SOURCE PASSAGE »
◆ ◆ ◆ ◆

# RE: Catskill Mountain Orchids now Open!!!



## tocarmar (Nov 1, 2008)

Hi All,

I just opened a store selling Orchids, eventually some carnivorous plants, & other regular house plants. It is located @ 65 West Bridge St. Catskill, NY 12414. I am open all this week 10:00am. - 6:00pm. The regular hours will be starting Thursday Nov. 13th - Sunday 10:00am. - 6:00pm.
pics to follow


Thanks,
Tom


----------



## goldenrose (Nov 1, 2008)

:clap::clap: CONGRATS Tom!


----------



## paphioboy (Nov 1, 2008)

Congrats..!!! Wishing you lots of business..


----------



## SlipperFan (Nov 1, 2008)

Congratulations, Tom. Best of luck in your business endeavor.

Will you have a website?


----------



## Gilda (Nov 1, 2008)

Congratulations :clap:...wish I lived closer !


----------



## Yoyo_Jo (Nov 1, 2008)

Gilda said:


> Congratulations :clap:...wish I lived closer !



Ditto! All the best. :clap:


----------



## tocarmar (Nov 1, 2008)

*Here are some store pics!!!*

The window sign!! Sorry about the reflection!!!







Here are some plants!!












Thanks All!!! :wink:
I will eventually get a website, & offer some on e-bay, but I will offer some here also. I have around 55-60 orchids in spike/bud/flower now!! 
Some individual flowers next post.

Tom


----------



## tocarmar (Nov 1, 2008)

*Flower pics*

Paph. Ruby Mist x Cocoa Cherry






Hsinying Maru x Hampshire Raven






Wils. Aloha Sparks 'Edna's Flame'


----------



## Heather (Nov 1, 2008)

Excellent! Let me know if and when you want a vendor forum here.


----------



## JeanLux (Nov 2, 2008)

congratulations and good luck!!!! Jean


----------



## paphreek (Nov 2, 2008)

Congratulations and good luck! Do you have any plans for engaging the local clientele?


----------



## Bob in Albany N.Y. (Nov 2, 2008)

Hey, I live in Valatie and at some point we'll need to meet. Your maybe a half hour or so from me. My wife might not like it that I have access to more orchids year round but I will


----------



## Hien (Nov 2, 2008)

Congratulation , wishing you lot of clients & great business.
I have a few questions:
- is the location a busy one w/ lot of pedestrian trafic?
-Should the windows be a little bit more enticing?

◆ ◆ ◆ ◆

Some records »
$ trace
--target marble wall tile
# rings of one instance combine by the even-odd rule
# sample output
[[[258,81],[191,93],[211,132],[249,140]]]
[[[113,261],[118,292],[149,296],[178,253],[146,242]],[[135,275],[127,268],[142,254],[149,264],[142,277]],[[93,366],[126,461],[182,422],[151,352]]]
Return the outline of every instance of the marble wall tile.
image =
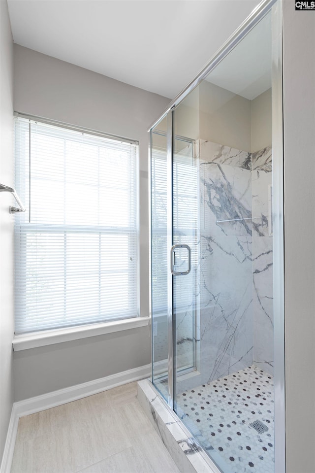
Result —
[[[271,172],[272,171],[272,148],[271,146],[267,146],[253,153],[252,155],[252,162],[251,169],[253,170],[259,169],[266,172]]]
[[[271,148],[252,156],[200,140],[200,155],[202,382],[254,360],[271,372]]]
[[[253,238],[253,359],[273,374],[274,317],[272,237]]]
[[[252,236],[252,173],[225,164],[200,163],[201,228],[213,223],[225,235]],[[215,220],[213,217],[215,217]],[[209,223],[212,224],[209,225]]]
[[[271,147],[265,148],[252,154],[252,174],[253,234],[259,236],[272,234],[272,215],[269,206],[272,185]]]
[[[213,141],[200,139],[200,156],[204,163],[225,164],[235,168],[252,169],[252,154]]]
[[[200,365],[206,383],[252,362],[252,172],[249,153],[240,150],[201,141],[200,156]]]

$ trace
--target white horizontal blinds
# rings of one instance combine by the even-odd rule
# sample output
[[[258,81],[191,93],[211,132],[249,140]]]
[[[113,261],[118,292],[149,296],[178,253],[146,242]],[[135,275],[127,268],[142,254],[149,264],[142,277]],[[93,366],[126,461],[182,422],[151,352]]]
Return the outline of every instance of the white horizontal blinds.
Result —
[[[20,118],[15,136],[16,333],[137,316],[136,145]]]
[[[151,274],[154,314],[167,313],[166,172],[166,150],[153,148],[151,153]]]
[[[176,141],[180,141],[176,138]],[[192,158],[192,144],[181,141],[180,153],[173,163],[173,243],[189,244],[191,263],[198,263],[199,207],[198,168]],[[152,311],[167,313],[167,158],[165,149],[153,148],[151,153]],[[184,250],[181,253],[184,255]],[[187,266],[186,265],[185,270]],[[174,279],[176,308],[183,310],[192,303],[195,275]]]

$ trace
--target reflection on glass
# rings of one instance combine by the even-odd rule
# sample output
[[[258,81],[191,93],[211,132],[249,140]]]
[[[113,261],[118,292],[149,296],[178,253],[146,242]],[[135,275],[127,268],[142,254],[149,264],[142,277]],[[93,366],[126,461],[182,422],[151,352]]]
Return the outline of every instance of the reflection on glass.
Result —
[[[274,471],[271,45],[268,14],[174,112],[176,410],[223,472]]]
[[[168,399],[166,119],[151,131],[152,381]]]

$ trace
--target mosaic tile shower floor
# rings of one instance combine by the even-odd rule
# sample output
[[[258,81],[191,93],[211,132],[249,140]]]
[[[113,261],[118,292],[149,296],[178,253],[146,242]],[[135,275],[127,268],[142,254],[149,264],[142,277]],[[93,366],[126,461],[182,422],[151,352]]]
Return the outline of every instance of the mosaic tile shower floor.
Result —
[[[273,376],[253,365],[180,394],[178,415],[203,448],[233,473],[273,473]],[[250,424],[262,422],[259,433]],[[220,461],[220,460],[219,460]],[[222,465],[219,464],[222,468]]]

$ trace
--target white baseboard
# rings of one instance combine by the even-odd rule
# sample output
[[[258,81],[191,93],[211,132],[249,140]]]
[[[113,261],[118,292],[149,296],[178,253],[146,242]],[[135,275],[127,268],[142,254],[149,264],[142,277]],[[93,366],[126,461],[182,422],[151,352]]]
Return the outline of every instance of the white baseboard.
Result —
[[[19,416],[17,415],[14,407],[14,404],[13,404],[11,411],[11,417],[9,422],[9,427],[8,427],[8,432],[4,444],[3,454],[0,466],[0,473],[10,473],[11,471],[11,465],[13,458],[13,452],[14,451],[16,435],[18,433],[19,418]]]
[[[59,389],[41,396],[36,396],[14,403],[11,413],[0,473],[10,473],[11,471],[20,417],[50,409],[62,404],[66,404],[118,386],[147,378],[151,374],[151,365],[145,365],[104,378],[94,379],[81,384],[76,384],[64,389]]]

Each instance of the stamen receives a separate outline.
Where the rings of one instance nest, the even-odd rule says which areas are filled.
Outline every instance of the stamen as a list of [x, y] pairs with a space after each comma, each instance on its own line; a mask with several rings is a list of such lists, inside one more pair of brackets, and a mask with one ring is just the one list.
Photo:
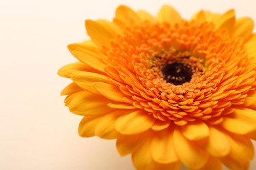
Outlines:
[[190, 82], [193, 75], [192, 69], [189, 65], [180, 62], [165, 65], [161, 72], [164, 80], [176, 86]]

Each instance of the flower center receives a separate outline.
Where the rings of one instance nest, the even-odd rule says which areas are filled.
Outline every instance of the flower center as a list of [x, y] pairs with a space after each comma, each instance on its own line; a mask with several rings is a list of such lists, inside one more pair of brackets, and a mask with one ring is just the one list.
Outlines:
[[161, 72], [164, 80], [176, 86], [190, 82], [193, 75], [190, 67], [180, 62], [174, 62], [164, 65]]

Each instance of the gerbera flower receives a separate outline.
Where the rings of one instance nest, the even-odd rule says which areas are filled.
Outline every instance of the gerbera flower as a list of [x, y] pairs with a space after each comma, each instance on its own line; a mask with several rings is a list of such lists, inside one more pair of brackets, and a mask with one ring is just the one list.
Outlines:
[[200, 11], [156, 18], [120, 6], [86, 20], [91, 40], [58, 74], [79, 134], [117, 139], [137, 169], [247, 169], [256, 139], [256, 35], [249, 18]]

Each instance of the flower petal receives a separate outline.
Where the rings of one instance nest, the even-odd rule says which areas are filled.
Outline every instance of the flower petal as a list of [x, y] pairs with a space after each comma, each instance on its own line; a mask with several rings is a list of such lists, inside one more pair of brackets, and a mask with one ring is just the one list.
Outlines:
[[100, 24], [93, 20], [85, 21], [85, 27], [91, 39], [100, 47], [105, 46], [110, 48], [110, 41], [114, 38], [111, 31]]
[[221, 159], [222, 162], [226, 167], [232, 170], [249, 169], [249, 162], [242, 162], [237, 161], [230, 156], [226, 156]]
[[61, 67], [58, 71], [58, 75], [61, 76], [70, 78], [70, 75], [72, 74], [74, 72], [79, 71], [87, 71], [87, 69], [90, 69], [90, 67], [88, 67], [88, 65], [85, 65], [85, 63], [83, 63], [82, 62], [75, 62], [66, 65]]
[[234, 133], [245, 135], [256, 131], [256, 110], [236, 109], [234, 112], [224, 118], [221, 126]]
[[119, 110], [110, 112], [95, 124], [95, 135], [103, 139], [112, 139], [117, 137], [116, 122], [120, 115]]
[[106, 20], [98, 20], [96, 23], [101, 25], [102, 27], [108, 29], [113, 35], [116, 36], [117, 34], [121, 33], [120, 28], [113, 22], [109, 22]]
[[150, 154], [150, 150], [148, 149], [150, 147], [150, 143], [148, 140], [133, 153], [133, 162], [137, 169], [180, 169], [181, 163], [179, 162], [168, 164], [160, 164], [154, 162]]
[[[222, 170], [223, 165], [218, 159], [211, 157], [209, 158], [207, 163], [202, 168], [196, 170]], [[196, 169], [191, 169], [196, 170]]]
[[170, 163], [179, 161], [174, 149], [173, 132], [171, 129], [158, 131], [151, 141], [151, 154], [154, 162], [159, 163]]
[[169, 22], [171, 24], [179, 22], [182, 20], [179, 12], [172, 7], [167, 5], [161, 8], [157, 18], [160, 22]]
[[139, 10], [137, 14], [142, 21], [149, 21], [150, 22], [155, 22], [156, 21], [154, 16], [144, 10]]
[[206, 164], [209, 154], [184, 137], [179, 128], [174, 130], [173, 143], [178, 157], [186, 166], [200, 169]]
[[77, 71], [72, 73], [70, 76], [72, 80], [80, 88], [96, 94], [100, 94], [100, 93], [93, 87], [93, 83], [95, 82], [110, 82], [108, 77], [92, 72]]
[[205, 138], [209, 134], [208, 126], [202, 121], [196, 121], [182, 126], [181, 131], [184, 137], [192, 141]]
[[72, 53], [76, 58], [82, 62], [87, 64], [96, 70], [103, 73], [104, 72], [106, 64], [102, 61], [102, 60], [99, 59], [98, 58], [76, 50], [73, 50]]
[[140, 22], [140, 19], [137, 14], [131, 8], [124, 5], [120, 5], [116, 9], [116, 18], [121, 20], [127, 26], [131, 26], [135, 23]]
[[209, 129], [210, 135], [205, 150], [214, 157], [223, 157], [228, 154], [230, 146], [226, 135], [215, 128], [210, 127]]
[[236, 22], [236, 14], [234, 10], [230, 10], [223, 15], [220, 16], [216, 20], [217, 29], [226, 29], [230, 33], [232, 33]]
[[157, 120], [153, 126], [151, 127], [151, 129], [154, 131], [161, 131], [167, 128], [170, 125], [170, 120], [161, 121]]
[[246, 41], [251, 36], [253, 27], [254, 22], [251, 18], [248, 17], [238, 18], [236, 21], [232, 37], [242, 37]]
[[247, 52], [249, 56], [253, 57], [255, 60], [256, 57], [256, 34], [253, 34], [251, 39], [249, 39], [244, 45], [247, 50]]
[[155, 121], [151, 115], [139, 110], [119, 117], [116, 124], [116, 129], [124, 135], [138, 134], [150, 129]]
[[75, 92], [78, 92], [79, 91], [83, 90], [81, 88], [79, 88], [75, 83], [71, 83], [68, 86], [67, 86], [60, 93], [61, 95], [72, 94]]
[[229, 156], [236, 160], [249, 162], [253, 158], [253, 145], [249, 138], [244, 136], [226, 135], [230, 144]]
[[110, 100], [121, 101], [122, 98], [125, 97], [119, 88], [108, 83], [101, 82], [95, 82], [93, 83], [93, 87], [95, 88], [101, 95]]
[[83, 92], [74, 97], [69, 109], [72, 112], [79, 115], [104, 114], [113, 110], [107, 106], [109, 102], [101, 95]]
[[150, 137], [151, 133], [145, 131], [137, 135], [118, 135], [116, 140], [116, 147], [118, 153], [123, 156], [133, 152], [140, 144]]
[[167, 5], [161, 8], [157, 18], [160, 22], [169, 22], [171, 24], [179, 22], [182, 20], [179, 12], [171, 6]]
[[84, 116], [80, 122], [78, 128], [78, 133], [83, 137], [93, 137], [95, 135], [95, 125], [102, 119], [101, 116]]

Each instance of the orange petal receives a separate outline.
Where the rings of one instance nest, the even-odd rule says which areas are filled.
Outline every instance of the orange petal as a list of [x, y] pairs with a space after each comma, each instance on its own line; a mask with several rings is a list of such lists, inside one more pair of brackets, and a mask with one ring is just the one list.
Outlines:
[[106, 64], [102, 61], [101, 59], [99, 59], [98, 57], [95, 57], [93, 55], [90, 55], [89, 54], [81, 52], [77, 50], [73, 50], [72, 53], [73, 56], [74, 56], [76, 58], [77, 58], [82, 62], [86, 63], [87, 65], [91, 66], [91, 67], [96, 70], [98, 70], [101, 72], [104, 72]]
[[[213, 157], [210, 157], [208, 159], [207, 163], [202, 168], [197, 169], [196, 170], [222, 170], [223, 164], [221, 162]], [[194, 170], [194, 169], [192, 169]], [[196, 170], [196, 169], [194, 169]]]
[[71, 75], [71, 78], [80, 88], [96, 94], [100, 93], [93, 86], [95, 82], [109, 82], [109, 78], [95, 73], [87, 71], [77, 71]]
[[191, 122], [181, 127], [184, 137], [192, 141], [200, 140], [209, 136], [208, 126], [202, 121]]
[[203, 10], [201, 10], [199, 12], [196, 13], [193, 16], [192, 20], [199, 22], [205, 22], [206, 20], [205, 12]]
[[117, 137], [116, 130], [116, 122], [120, 115], [119, 110], [110, 112], [105, 116], [96, 124], [95, 135], [103, 139], [112, 139]]
[[179, 162], [168, 164], [161, 164], [154, 162], [150, 154], [150, 140], [148, 140], [133, 153], [133, 162], [137, 169], [180, 169], [181, 163]]
[[174, 149], [173, 132], [168, 129], [155, 133], [151, 141], [151, 154], [154, 162], [170, 163], [179, 161]]
[[234, 133], [245, 135], [256, 130], [256, 110], [247, 108], [236, 109], [224, 118], [221, 126]]
[[116, 124], [116, 129], [124, 135], [138, 134], [150, 129], [155, 121], [151, 115], [139, 110], [119, 117]]
[[139, 146], [144, 143], [148, 137], [149, 133], [147, 131], [133, 135], [119, 135], [116, 140], [116, 147], [118, 153], [121, 156], [131, 154]]
[[205, 150], [215, 157], [223, 157], [229, 154], [230, 146], [226, 135], [219, 129], [210, 127], [210, 134]]
[[97, 124], [101, 118], [101, 116], [84, 116], [78, 128], [79, 135], [84, 137], [95, 136], [95, 125]]
[[116, 35], [117, 34], [121, 34], [122, 33], [120, 28], [113, 22], [109, 22], [106, 20], [98, 20], [96, 21], [96, 22], [106, 28], [114, 36], [116, 36]]
[[154, 131], [161, 131], [169, 127], [170, 125], [170, 120], [161, 121], [157, 120], [155, 124], [151, 127], [151, 129]]
[[221, 162], [226, 167], [232, 170], [246, 170], [249, 169], [249, 162], [239, 162], [230, 156], [226, 156], [221, 159]]
[[240, 18], [236, 21], [232, 34], [233, 37], [242, 37], [245, 41], [249, 39], [253, 30], [254, 22], [247, 17]]
[[184, 137], [179, 128], [174, 130], [173, 143], [178, 157], [186, 167], [200, 169], [206, 164], [209, 155]]
[[139, 10], [137, 14], [142, 21], [148, 21], [150, 22], [155, 22], [156, 21], [154, 17], [144, 10]]
[[93, 87], [95, 88], [101, 95], [110, 100], [121, 101], [122, 98], [125, 97], [118, 87], [108, 83], [101, 82], [95, 82], [93, 83]]
[[60, 93], [61, 95], [64, 95], [67, 94], [72, 94], [75, 92], [78, 92], [79, 91], [83, 90], [81, 88], [79, 88], [75, 83], [71, 83], [68, 86], [67, 86]]
[[160, 22], [168, 22], [171, 24], [174, 24], [182, 20], [179, 12], [174, 8], [167, 5], [161, 8], [157, 18]]
[[256, 56], [256, 34], [254, 33], [252, 37], [245, 43], [244, 47], [247, 50], [249, 56], [255, 60]]
[[116, 10], [116, 18], [125, 23], [126, 26], [131, 26], [140, 22], [140, 18], [131, 8], [124, 5], [120, 5]]
[[229, 154], [231, 158], [241, 162], [249, 162], [253, 158], [253, 145], [249, 138], [231, 135], [226, 137], [231, 147]]
[[91, 39], [100, 47], [105, 46], [110, 48], [110, 41], [114, 37], [111, 31], [101, 24], [93, 20], [85, 21], [85, 27]]
[[109, 101], [101, 95], [83, 92], [74, 97], [69, 109], [72, 112], [79, 115], [104, 114], [113, 110], [107, 106]]
[[223, 15], [215, 22], [217, 29], [226, 29], [230, 33], [233, 31], [236, 22], [236, 14], [234, 10], [230, 10]]
[[90, 68], [88, 67], [88, 65], [85, 65], [85, 63], [83, 63], [82, 62], [76, 62], [66, 65], [61, 67], [58, 71], [58, 75], [61, 76], [70, 78], [70, 75], [74, 72], [87, 71]]

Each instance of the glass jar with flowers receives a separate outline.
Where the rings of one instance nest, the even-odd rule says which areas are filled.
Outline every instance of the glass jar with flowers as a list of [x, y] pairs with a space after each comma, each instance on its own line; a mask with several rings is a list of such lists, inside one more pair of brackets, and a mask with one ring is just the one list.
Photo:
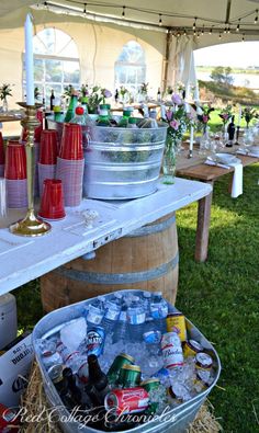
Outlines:
[[2, 101], [3, 113], [8, 112], [8, 96], [12, 96], [12, 84], [2, 84], [0, 87], [0, 99]]
[[161, 119], [168, 123], [162, 162], [164, 183], [172, 184], [174, 183], [177, 153], [189, 123], [185, 105], [179, 94], [172, 94], [170, 105], [161, 114]]

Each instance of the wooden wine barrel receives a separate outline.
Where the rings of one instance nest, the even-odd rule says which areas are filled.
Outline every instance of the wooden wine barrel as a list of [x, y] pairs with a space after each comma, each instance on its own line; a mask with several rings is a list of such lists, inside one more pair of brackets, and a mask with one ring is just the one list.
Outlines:
[[42, 303], [52, 311], [121, 289], [162, 292], [174, 304], [178, 287], [178, 237], [174, 214], [101, 247], [41, 277]]

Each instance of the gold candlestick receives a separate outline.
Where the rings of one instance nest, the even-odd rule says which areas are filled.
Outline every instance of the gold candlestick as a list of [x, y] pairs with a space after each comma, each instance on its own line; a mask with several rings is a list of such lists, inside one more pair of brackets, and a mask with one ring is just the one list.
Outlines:
[[43, 236], [52, 229], [50, 224], [37, 219], [34, 213], [34, 129], [40, 125], [35, 114], [41, 105], [26, 105], [19, 102], [25, 109], [26, 116], [22, 119], [21, 125], [27, 130], [26, 150], [26, 172], [27, 172], [27, 213], [24, 219], [12, 224], [9, 229], [13, 235], [19, 236]]

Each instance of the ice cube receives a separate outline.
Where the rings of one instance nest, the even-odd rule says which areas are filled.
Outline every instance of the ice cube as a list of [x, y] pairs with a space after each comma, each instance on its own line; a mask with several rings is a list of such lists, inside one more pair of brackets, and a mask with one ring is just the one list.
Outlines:
[[87, 322], [83, 317], [71, 321], [60, 330], [60, 340], [71, 351], [76, 351], [87, 337]]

◆ ◆ ◆ ◆

INSTRUCTIONS FOR THE TASK » Please retype everything in the orchid store thread from "## paphreek (Nov" down to "N.Y. (Nov 2, 2008)".

FINISHED TASK »
## paphreek (Nov 2, 2008)

Congratulations and good luck! Do you have any plans for engaging the local clientele?


----------



## Bob in Albany N.Y. (Nov 2, 2008)